=== Study text ===
****************

I had just got back onto the main path and noticed a woman approaching with a small dog and a pushchair. Nothing unusual at first glance, then I realised that in the pushchair was another small dog. Eh? First it's all these celebrity twats walking around with them in handbags, and now one being taken for walk in a pushchair. I'm sure there was a plausible explanation, though window-licking eccentricity still seems most likely to me.
By now, the place was awash with dog walkers and idiots - generally all walking in smaller circuits than usual due to the rather large flowing puddles on their usual routes. I was about to throw in the towel when I bumped into the freshly arrived Drunkbirder. He was waiting to meet up with the Tea Boy and look for the Red-crested Pochard that had been loitering about. Seemed like a good idea, so we headed back to Kingfisher hide whilst we waited - still no Woodcock but now two Water Rails.

****************

=== Provided data ===
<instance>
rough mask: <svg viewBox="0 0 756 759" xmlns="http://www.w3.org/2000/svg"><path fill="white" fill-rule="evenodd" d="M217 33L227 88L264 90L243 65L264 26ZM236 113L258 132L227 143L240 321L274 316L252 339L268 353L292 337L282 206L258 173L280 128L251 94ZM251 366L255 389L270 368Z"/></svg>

****************

=== Requirement A ===
In the birding walk account, what was the Drunkbirder waiting to do when the writer bumped into him?
=== Requirement B ===
Carry on the birding walk account from its last sentence.
The data has no connection to the birding walk account.

=== Response A ===
He was waiting to meet up with the Tea Boy and look for the Red-crested Pochard.

=== Response B ===
Dave arrived and we drove back down to the main parking area (having to stop abruptly to give way to a selfish wheelchair user intent on using all of the roadway rather than the sleeping-policeman-free pathway, but with no intention of following usual vehicular conventions like driving on the left and using roundabouts - fucking hell it's not the London Marathon). Dave
We got properly booted up for the watery hike over to the waterski pit, and headed off passing a pair of mentalist dog walkers taking their unhappy looking dog for an unintended swim on one of the tracks. The waterski pit is technically off-limits, as it doubles up as a private fishing lake. No fishermen today though, and no Cormorant shooting. We soon found the quarry - damn fine it looked too, even if a bit plastic.
After a good look at it, and more Goosander (1m, 2f), I made my excuses and headed home to domestic chores etc. Despite the frustrations and people, it was good to be out again and I did enjoy the morning - honestly.